[Referring expression pointing data]
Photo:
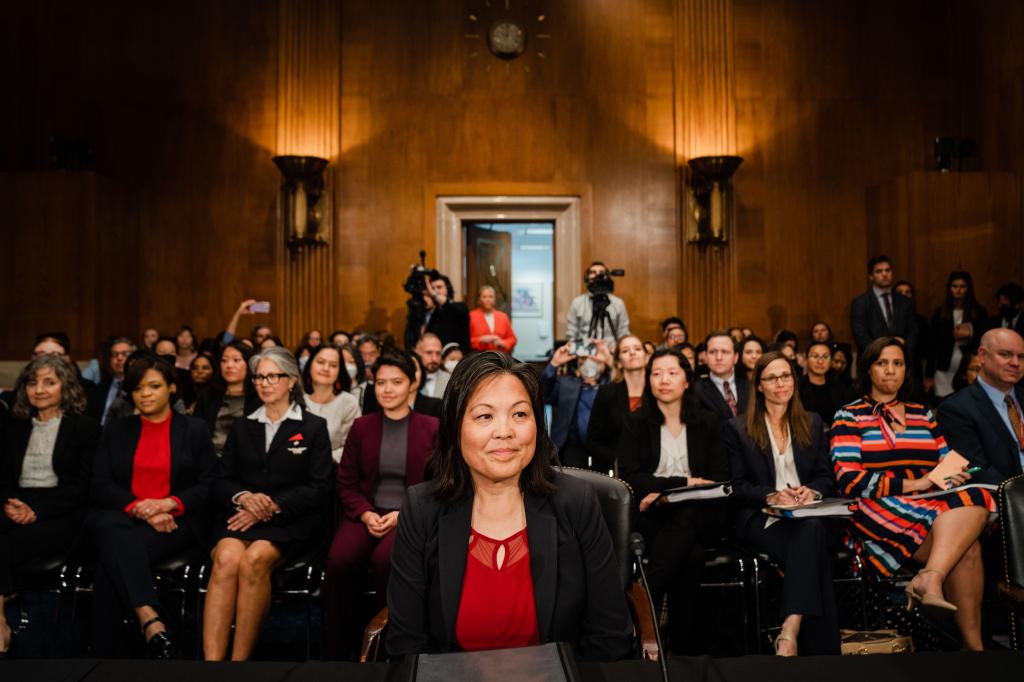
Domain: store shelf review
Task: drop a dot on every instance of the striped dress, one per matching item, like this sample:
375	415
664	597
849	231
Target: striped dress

* EXERCISE DESCRIPTION *
Every line above is to be duplicated exactly; no picture should be carried over.

* ANSWER TO THE EXERCISE *
Photo:
Domain: store shelf review
Task: drop a dot on every instance of the striped dress, one per matching item, like this sample:
375	415
664	597
849	231
Target: striped dress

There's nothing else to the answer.